An ordinary least squares (OLS) regression to the terminator separations of 2020, including the adjusted value for the SC24 terminator (green), reinforces the significant anti-correlation between the two properties. As per M2020, the regression line remains SSNn+1 = (−30.5 ± 3.8)ΔTn + 516 with a Pearson correlation coefficient is r = −0.797 that is significant to the 99.999% level when testing against the null hypothesis that the underlying distributions are uncorrelated and normally distributed using the two-tailed Student’s t-test. The estimated prediction intervals at 68% (1σ) and 95% (2σ) levels, which are also plotted on Figure 7. The resulting amplitude estimate for SC25 is 184 (±17 at 1σ and ±63 at 2σ).

Properly accounting for autocorrelation (aka temporal persistence) in the sunspot cycle maxima or terminator separations is important, as any autocorrelation in the data series could invalidate Student’s assumptions of independent samples; In practice, this tends to inflate the test statistic and returns over confident significance levels. A solution to this is to compute an “effective sample size,” to compensate for this effect. Using the methods described in Lockwood (2002) we compute the effective sample size, allowing for persistence in the data. The effective sample size is reduced from 24 data points to 16.1, but the significance only drops slightly: the result is still significant, at the 99.98% level, which is still a respectable significance level.

________

* _PROBLEMS TO WORK ON_:
1: Print the sunspot cycle passage from "An ordinary least" up to and including "and ±63 at 2σ).".
2: According to the sunspot cycle passage, what effective sample size results from allowing for persistence in the data?

* _SOURCE MATERIAL_:
________

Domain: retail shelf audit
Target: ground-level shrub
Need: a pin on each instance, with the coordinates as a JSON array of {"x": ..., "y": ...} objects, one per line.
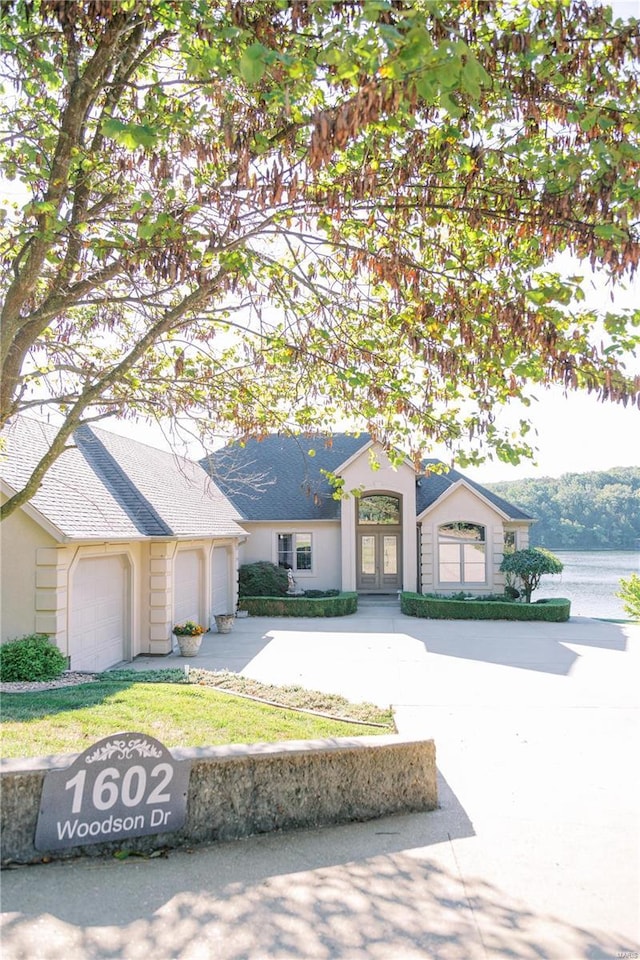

________

* _ANSWERS FOR THIS EXERCISE_:
1:
An ordinary least squares (OLS) regression to the terminator separations of 2020, including the adjusted value for the SC24 terminator (green), reinforces the significant anti-correlation between the two properties. As per M2020, the regression line remains SSNn+1 = (−30.5 ± 3.8)ΔTn + 516 with a Pearson correlation coefficient is r = −0.797 that is significant to the 99.999% level when testing against the null hypothesis that the underlying distributions are uncorrelated and normally distributed using the two-tailed Student’s t-test. The estimated prediction intervals at 68% (1σ) and 95% (2σ) levels, which are also plotted on Figure 7. The resulting amplitude estimate for SC25 is 184 (±17 at 1σ and ±63 at 2σ).

2: 16.1, down from 24 data points.